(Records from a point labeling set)
──────

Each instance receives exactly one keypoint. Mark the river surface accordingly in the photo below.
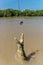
(33, 40)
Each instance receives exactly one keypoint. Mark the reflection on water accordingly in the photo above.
(33, 33)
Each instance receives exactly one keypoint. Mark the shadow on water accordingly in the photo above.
(28, 58)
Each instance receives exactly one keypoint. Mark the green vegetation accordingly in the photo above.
(12, 12)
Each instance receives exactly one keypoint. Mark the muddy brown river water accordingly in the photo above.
(33, 40)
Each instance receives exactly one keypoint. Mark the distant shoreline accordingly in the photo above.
(19, 13)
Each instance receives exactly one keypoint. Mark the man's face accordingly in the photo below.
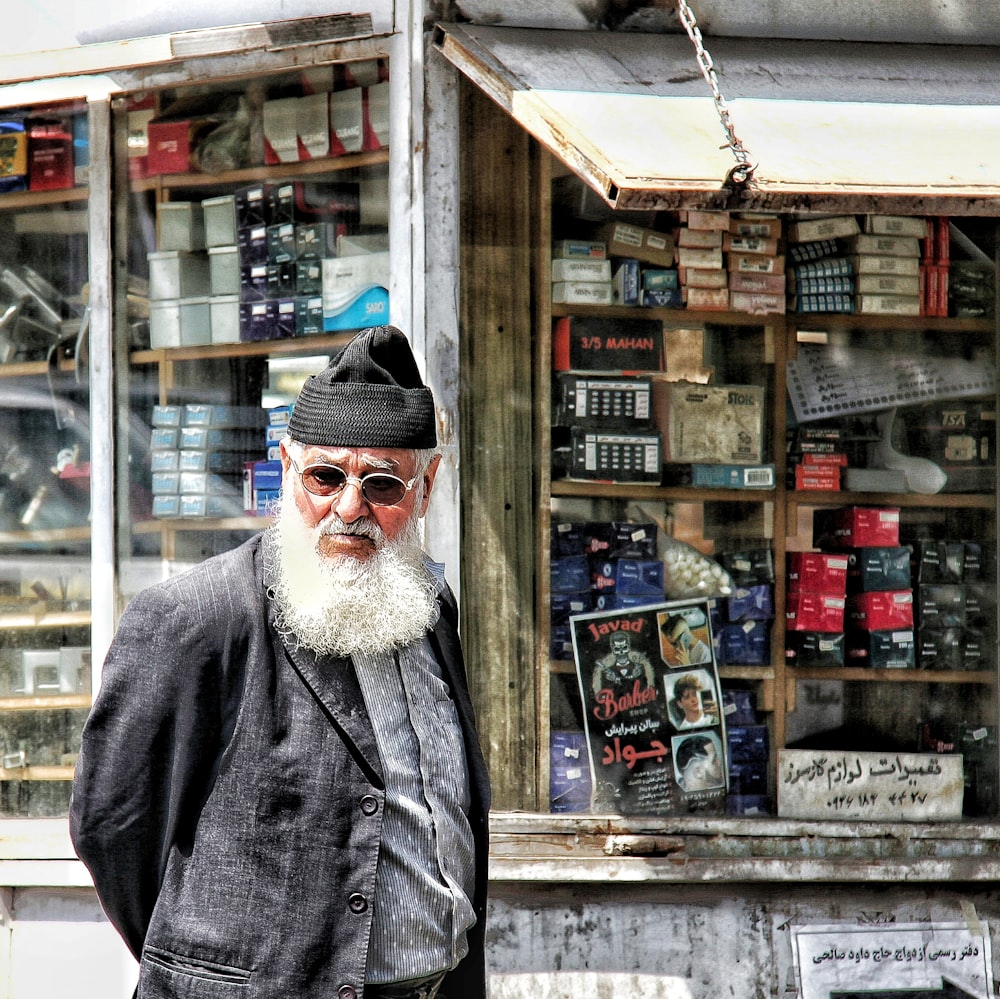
(349, 504)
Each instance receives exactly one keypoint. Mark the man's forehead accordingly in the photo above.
(375, 457)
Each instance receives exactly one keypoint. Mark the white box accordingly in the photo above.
(224, 270)
(224, 315)
(177, 274)
(711, 424)
(195, 322)
(345, 278)
(347, 120)
(220, 220)
(180, 225)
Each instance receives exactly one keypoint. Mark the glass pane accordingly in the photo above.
(854, 623)
(45, 668)
(257, 241)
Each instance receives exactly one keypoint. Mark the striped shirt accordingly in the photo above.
(426, 871)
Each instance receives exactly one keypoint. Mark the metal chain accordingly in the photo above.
(742, 174)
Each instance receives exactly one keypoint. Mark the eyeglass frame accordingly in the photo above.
(359, 479)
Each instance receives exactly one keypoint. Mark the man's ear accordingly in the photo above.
(429, 482)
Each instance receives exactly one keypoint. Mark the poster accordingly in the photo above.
(921, 960)
(652, 708)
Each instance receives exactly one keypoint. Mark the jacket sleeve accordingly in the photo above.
(149, 754)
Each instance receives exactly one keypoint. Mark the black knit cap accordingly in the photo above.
(371, 395)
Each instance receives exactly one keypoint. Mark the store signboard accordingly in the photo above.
(652, 708)
(884, 787)
(890, 960)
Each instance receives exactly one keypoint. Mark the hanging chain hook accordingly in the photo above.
(740, 177)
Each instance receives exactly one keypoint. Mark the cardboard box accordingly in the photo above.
(711, 424)
(878, 568)
(604, 343)
(880, 610)
(891, 649)
(814, 648)
(582, 293)
(817, 572)
(50, 157)
(856, 527)
(623, 240)
(814, 612)
(832, 227)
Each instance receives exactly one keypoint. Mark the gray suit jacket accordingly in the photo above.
(228, 797)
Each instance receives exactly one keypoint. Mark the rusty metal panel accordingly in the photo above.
(829, 126)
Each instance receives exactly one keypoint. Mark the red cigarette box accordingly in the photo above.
(881, 610)
(814, 612)
(856, 527)
(817, 572)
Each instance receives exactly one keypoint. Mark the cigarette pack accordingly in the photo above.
(708, 298)
(880, 610)
(831, 227)
(883, 246)
(712, 424)
(817, 572)
(893, 648)
(624, 240)
(888, 305)
(582, 293)
(897, 225)
(580, 269)
(814, 612)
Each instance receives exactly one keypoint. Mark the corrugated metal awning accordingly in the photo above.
(829, 126)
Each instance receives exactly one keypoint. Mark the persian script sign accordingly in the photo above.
(884, 787)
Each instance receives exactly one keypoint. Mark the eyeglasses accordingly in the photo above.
(377, 488)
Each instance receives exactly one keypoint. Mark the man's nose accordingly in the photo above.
(350, 505)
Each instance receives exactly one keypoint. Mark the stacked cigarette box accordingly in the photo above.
(820, 274)
(748, 746)
(879, 621)
(814, 608)
(742, 623)
(701, 261)
(886, 259)
(816, 458)
(197, 453)
(581, 273)
(600, 565)
(755, 261)
(955, 604)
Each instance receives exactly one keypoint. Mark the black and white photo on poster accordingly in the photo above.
(651, 703)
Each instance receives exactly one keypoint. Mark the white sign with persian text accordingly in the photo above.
(924, 960)
(884, 787)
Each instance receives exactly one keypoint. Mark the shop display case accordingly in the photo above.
(45, 606)
(249, 240)
(721, 413)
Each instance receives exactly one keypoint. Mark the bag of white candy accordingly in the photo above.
(688, 573)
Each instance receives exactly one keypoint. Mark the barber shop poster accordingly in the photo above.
(652, 709)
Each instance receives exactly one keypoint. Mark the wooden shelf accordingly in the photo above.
(30, 619)
(247, 523)
(320, 343)
(36, 773)
(21, 200)
(892, 675)
(252, 175)
(45, 702)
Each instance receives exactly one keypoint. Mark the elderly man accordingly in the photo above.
(281, 792)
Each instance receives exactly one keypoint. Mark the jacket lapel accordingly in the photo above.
(334, 684)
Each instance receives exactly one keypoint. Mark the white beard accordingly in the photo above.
(338, 605)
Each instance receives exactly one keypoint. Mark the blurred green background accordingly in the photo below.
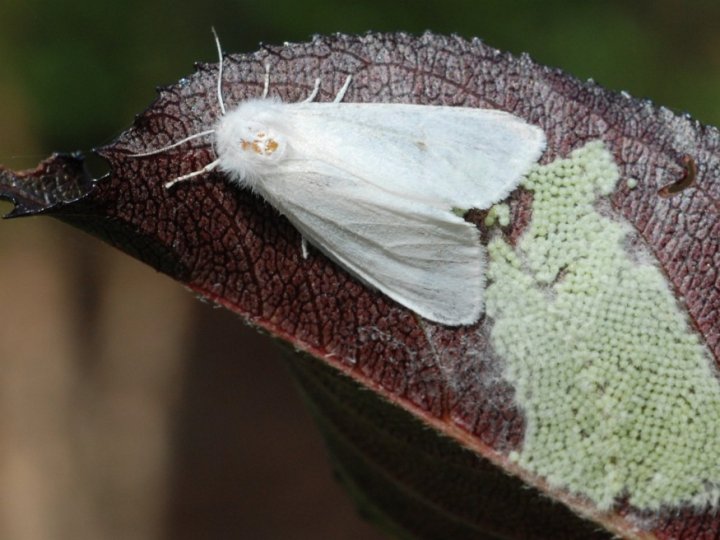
(128, 409)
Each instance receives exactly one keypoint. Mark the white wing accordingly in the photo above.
(448, 156)
(427, 259)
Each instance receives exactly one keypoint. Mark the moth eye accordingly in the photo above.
(260, 143)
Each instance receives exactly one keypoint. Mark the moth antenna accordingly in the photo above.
(266, 85)
(220, 63)
(207, 168)
(175, 144)
(343, 90)
(313, 94)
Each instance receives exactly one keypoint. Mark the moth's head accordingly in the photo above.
(250, 140)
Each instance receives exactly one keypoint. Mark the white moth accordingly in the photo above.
(377, 186)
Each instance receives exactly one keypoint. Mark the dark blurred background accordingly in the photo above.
(128, 410)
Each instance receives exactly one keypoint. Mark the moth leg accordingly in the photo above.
(313, 94)
(207, 168)
(343, 90)
(266, 85)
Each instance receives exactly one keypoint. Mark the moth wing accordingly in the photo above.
(451, 156)
(426, 259)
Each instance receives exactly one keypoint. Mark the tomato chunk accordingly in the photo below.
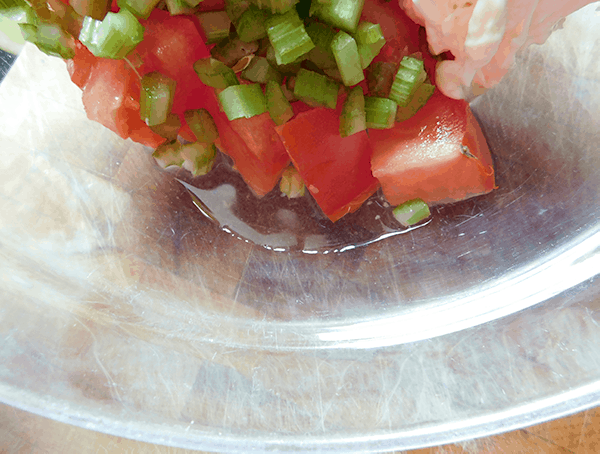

──────

### SET TASK
Show every line in the lines above that contains the string "river", copying each one in full. Case counts.

### ANSWER FOR THIS EXERCISE
Each instance receives exactly one keypoint. Mark the river surface accordingly in the photo below.
Each instance receives exactly one keypoint. Mark the muddy brown river water accordingly in the photo above.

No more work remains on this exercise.